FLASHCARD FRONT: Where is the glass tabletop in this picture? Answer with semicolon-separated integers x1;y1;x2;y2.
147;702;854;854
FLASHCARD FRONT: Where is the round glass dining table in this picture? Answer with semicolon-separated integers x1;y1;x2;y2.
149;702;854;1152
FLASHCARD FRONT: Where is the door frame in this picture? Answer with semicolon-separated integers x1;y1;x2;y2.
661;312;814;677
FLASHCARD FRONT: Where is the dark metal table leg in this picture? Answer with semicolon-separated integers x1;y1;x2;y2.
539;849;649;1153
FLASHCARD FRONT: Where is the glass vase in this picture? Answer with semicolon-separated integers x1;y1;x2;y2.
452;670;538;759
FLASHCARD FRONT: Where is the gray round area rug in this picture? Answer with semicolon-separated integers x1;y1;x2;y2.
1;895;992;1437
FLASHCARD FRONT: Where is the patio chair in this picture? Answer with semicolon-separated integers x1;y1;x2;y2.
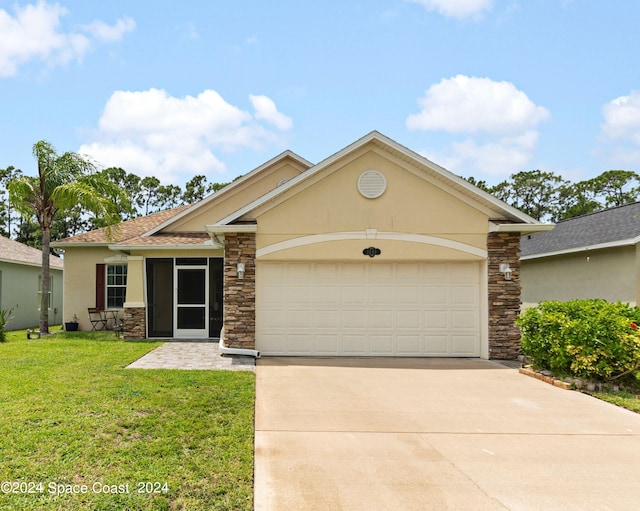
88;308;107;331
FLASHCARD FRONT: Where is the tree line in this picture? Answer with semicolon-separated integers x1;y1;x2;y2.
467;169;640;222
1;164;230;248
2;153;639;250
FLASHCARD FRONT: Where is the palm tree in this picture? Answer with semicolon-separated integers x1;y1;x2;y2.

--- HOW TO COMPLETE THIS TASK ---
Write out the entries again, exactly as given, skipping any images.

--- ANSWER TO THIS EXERCISE ---
FLASHCARD FRONT: Where is the glass tabletop in this picture? Answer with semicolon-separated integers x1;y1;x2;y2.
147;702;854;854
FLASHCARD FRONT: Where is the round glass dining table in this picture? Answer with semicolon-separated integers x1;y1;x2;y2.
149;702;854;1152
FLASHCARD FRONT: Where is the door frame in this picture? Answer with semicolon-separated integers x1;y1;x2;y2.
661;312;814;677
FLASHCARD FRONT: Where is the dark metal table leg in this picture? Answer with semicolon-separated integers x1;y1;x2;y2.
539;849;649;1153
FLASHCARD FRONT: Where is the glass vase in this picture? Answer with semicolon-separated integers x1;y1;x2;y2.
452;670;538;759
FLASHCARD FRONT: Where is the gray round area rug in this picture? Answer with semicolon-separated integers x1;y1;x2;y2.
1;895;992;1437
FLASHCARD FRONT: Where is the patio chair in this picture? Answer with semicolon-separated integers x1;y1;x2;y2.
88;308;107;331
FLASHCARD FRONT: Where is the tree line in this picture? Answer with semicolon-separated integers x1;y1;x2;y2.
467;169;640;222
1;164;230;248
2;153;639;250
FLASHCARD FRONT: Where is the palm tree in this picture? Answer with semicolon-separated integers x1;y1;x2;y2.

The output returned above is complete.